GIVEN ENTRIES:
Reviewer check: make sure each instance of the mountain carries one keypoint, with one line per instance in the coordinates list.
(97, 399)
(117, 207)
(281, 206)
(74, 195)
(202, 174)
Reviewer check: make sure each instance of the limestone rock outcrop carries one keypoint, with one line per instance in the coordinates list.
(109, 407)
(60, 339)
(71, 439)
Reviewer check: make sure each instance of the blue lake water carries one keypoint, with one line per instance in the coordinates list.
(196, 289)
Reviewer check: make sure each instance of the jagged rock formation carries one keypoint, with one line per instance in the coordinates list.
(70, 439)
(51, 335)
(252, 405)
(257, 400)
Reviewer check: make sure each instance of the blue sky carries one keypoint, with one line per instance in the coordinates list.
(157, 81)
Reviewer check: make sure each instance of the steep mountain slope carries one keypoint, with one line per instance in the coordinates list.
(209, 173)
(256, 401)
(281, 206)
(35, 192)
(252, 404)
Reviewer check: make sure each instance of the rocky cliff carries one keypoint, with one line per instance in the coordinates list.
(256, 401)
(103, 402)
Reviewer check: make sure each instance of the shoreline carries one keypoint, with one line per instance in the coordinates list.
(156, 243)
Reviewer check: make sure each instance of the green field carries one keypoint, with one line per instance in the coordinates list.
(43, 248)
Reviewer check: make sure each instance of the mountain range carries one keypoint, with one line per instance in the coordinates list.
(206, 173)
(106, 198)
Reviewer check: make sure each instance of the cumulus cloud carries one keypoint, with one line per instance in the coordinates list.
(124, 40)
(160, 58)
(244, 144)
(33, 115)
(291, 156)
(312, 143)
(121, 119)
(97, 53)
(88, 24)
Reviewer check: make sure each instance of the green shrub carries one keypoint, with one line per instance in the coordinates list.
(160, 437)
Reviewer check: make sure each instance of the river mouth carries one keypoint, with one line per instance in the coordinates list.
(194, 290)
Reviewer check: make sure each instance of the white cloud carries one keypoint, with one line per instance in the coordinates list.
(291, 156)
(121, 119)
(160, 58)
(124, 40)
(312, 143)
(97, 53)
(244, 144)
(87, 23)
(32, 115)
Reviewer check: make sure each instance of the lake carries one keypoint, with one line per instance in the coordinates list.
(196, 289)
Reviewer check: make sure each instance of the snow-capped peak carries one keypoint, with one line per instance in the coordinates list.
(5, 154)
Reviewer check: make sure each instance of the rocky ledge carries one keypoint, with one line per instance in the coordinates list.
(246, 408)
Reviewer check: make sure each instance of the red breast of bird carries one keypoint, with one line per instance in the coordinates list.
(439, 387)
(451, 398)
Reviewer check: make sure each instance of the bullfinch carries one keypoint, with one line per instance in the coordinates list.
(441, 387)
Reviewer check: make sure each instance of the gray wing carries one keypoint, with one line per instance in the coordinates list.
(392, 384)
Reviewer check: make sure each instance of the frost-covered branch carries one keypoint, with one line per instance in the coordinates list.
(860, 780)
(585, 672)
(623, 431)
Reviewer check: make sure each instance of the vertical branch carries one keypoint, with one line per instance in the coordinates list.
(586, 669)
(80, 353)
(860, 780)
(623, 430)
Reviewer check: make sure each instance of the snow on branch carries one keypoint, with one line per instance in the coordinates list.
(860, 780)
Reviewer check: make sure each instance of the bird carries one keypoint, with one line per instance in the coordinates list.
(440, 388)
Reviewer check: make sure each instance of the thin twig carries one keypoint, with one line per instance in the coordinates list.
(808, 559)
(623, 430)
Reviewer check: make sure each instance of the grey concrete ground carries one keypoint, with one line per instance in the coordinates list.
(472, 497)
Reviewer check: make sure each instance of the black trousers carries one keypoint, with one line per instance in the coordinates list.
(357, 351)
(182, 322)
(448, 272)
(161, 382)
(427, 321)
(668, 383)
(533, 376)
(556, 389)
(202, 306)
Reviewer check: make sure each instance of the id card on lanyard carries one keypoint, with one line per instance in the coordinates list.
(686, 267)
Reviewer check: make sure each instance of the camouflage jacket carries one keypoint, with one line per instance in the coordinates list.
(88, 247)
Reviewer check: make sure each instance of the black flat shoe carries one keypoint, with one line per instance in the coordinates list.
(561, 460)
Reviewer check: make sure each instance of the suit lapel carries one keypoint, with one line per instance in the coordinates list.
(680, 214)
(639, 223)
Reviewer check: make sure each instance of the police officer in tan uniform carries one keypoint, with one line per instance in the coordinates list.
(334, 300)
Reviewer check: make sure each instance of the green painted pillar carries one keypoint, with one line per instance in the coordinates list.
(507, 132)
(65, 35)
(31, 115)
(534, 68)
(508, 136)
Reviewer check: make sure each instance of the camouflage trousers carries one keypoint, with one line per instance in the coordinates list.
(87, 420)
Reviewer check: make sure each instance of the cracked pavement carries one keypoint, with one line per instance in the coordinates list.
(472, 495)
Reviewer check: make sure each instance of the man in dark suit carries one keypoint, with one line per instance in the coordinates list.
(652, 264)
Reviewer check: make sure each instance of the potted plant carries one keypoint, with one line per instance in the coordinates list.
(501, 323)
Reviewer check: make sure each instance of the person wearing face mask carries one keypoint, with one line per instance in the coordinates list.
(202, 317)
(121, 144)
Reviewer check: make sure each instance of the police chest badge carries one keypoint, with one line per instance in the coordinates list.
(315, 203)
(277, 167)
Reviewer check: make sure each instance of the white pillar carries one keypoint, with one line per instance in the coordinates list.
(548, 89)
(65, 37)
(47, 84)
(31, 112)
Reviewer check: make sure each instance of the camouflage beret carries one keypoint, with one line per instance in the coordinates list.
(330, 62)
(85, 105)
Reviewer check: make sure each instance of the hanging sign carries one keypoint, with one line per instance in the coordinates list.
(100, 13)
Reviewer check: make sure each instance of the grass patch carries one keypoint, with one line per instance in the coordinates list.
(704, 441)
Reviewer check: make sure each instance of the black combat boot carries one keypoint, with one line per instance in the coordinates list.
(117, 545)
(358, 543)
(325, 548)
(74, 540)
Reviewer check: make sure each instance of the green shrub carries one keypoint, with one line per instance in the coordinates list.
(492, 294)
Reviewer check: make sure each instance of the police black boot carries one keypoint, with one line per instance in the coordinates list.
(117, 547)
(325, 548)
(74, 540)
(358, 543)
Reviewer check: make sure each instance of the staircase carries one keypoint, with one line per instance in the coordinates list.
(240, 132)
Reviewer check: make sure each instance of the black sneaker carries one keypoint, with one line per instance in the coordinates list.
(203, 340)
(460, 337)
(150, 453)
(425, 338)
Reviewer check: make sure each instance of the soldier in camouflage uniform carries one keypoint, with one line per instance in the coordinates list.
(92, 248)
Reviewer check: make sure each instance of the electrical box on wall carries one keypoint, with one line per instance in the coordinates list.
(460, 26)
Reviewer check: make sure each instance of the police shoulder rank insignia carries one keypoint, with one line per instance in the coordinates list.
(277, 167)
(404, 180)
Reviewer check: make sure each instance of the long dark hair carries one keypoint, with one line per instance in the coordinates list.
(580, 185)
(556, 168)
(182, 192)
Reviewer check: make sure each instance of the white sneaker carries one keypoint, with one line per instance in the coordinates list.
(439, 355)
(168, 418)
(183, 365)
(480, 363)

SET EXERCISE: Put the lines of the listing above into a numbered list, from the line containing "Reviewer check: make sure each instance of the soldier" through the end of the listing, both included, with blank lines left out.

ANSWER TO THE TASK:
1. Reviewer check: make sure each instance of the soldier in camouflage uniform carries one keypoint, with one line per instance in the coordinates list.
2. (92, 248)
3. Reviewer check: make sure each instance of the electrical box on wall carries one keypoint, with one line per instance in the coordinates list.
4. (460, 26)
5. Reviewer check: make sure each instance of the police shoulder rank insignia carries one keypoint, with one line per instance in the coordinates list.
6. (277, 167)
7. (404, 180)
8. Reviewer check: make sure each instance of the long dark hair carries one keypoint, with one line per instance in the coordinates list.
9. (580, 185)
10. (556, 168)
11. (182, 192)
12. Reviewer check: make sure each instance of the white sneaker carries one keypoint, with one line per instance in the coordinates list.
13. (439, 355)
14. (168, 418)
15. (183, 365)
16. (480, 363)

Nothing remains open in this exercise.